- The records:
<<<<

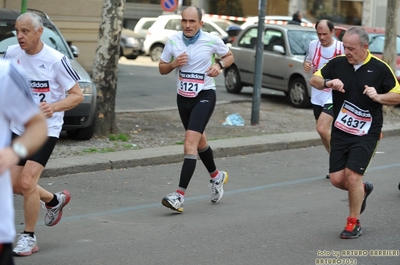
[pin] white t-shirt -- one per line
(318, 55)
(192, 77)
(50, 75)
(17, 105)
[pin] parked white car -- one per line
(167, 25)
(143, 25)
(284, 48)
(279, 20)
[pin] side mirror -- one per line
(279, 49)
(75, 50)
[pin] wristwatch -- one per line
(326, 80)
(20, 150)
(221, 64)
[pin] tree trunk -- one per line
(390, 50)
(105, 66)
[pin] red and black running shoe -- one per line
(352, 229)
(368, 187)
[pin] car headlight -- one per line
(87, 88)
(132, 41)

>>>>

- What to produce:
The line with "[pin] red and" and all the lines after it in the records above are to be output exactly, with nothing added.

- Reply:
[pin] red and black running shoe -- one per line
(352, 229)
(368, 187)
[pin] car headlight -- one per line
(87, 88)
(132, 41)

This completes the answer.